Given text:
Content starts

Any “issues” that we encounter with our animals are due to habits. Hopefully by understanding how habits are formed and how we can begin to change them, these unwanted issues will lessen.
In all of our relationships, when a problem arises, it’s more effective to look at what some of our habits are that have developed unseen. I mention this, because animals are our behavioral, sometimes physical, mirrors, meaning that if you have an aggressive side your animal will most likely be the same. Even subtle things can be observed in both animal and human. So take a look at yourself before judging your animal.
Very basically, a habit is formed, governed by your basal ganglia cells, in a region completely separate from the primary cognitive areas of your brain. Habits let us accomplish basic, frequent maneuvers without much thought: brushing our teeth, walking, riding a bike, eating… Thank goodness we don’t have to think hard about all of those activities! For our animals, a habit could be something like barking at a passerby or pulling on a leash.

Content ends

Information provided:
Content starts

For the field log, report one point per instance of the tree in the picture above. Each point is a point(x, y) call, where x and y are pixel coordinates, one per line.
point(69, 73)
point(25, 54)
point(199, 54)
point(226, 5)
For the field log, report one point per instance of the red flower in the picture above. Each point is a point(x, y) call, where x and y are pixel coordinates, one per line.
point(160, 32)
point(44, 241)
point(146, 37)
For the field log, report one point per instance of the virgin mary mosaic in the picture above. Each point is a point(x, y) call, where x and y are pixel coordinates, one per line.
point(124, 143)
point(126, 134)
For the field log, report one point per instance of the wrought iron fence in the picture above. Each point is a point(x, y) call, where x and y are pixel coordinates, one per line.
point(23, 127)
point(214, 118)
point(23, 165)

Content ends
Content starts

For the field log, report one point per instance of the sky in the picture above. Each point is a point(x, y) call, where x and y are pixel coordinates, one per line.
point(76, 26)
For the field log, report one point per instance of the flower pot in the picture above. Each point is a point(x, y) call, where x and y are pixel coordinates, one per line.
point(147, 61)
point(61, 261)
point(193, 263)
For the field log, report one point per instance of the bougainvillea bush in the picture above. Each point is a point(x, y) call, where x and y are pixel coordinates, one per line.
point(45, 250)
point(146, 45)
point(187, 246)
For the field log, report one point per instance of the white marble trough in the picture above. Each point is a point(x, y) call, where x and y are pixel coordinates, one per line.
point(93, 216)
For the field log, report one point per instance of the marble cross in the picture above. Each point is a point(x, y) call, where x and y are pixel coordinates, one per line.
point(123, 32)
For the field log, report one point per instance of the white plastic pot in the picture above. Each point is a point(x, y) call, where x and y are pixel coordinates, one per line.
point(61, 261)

Content ends

Requirement 1:
From the text on animal habits, list every basic, frequent activity it names as something habits let us accomplish without much thought.
Requirement 2:
Repeat the passage of the text on animal habits between "In all of our" and "on a leash.", inclusive, swapping "aggressive" for "fearful".

Answer 1:
brushing our teeth
walking
riding a bike
eating

Answer 2:
In all of our relationships, when a problem arises, it’s more effective to look at what some of our habits are that have developed unseen. I mention this, because animals are our behavioral, sometimes physical, mirrors, meaning that if you have an fearful side your animal will most likely be the same. Even subtle things can be observed in both animal and human. So take a look at yourself before judging your animal.
Very basically, a habit is formed, governed by your basal ganglia cells, in a region completely separate from the primary cognitive areas of your brain. Habits let us accomplish basic, frequent maneuvers without much thought: brushing our teeth, walking, riding a bike, eating… Thank goodness we don’t have to think hard about all of those activities! For our animals, a habit could be something like barking at a passerby or pulling on a leash.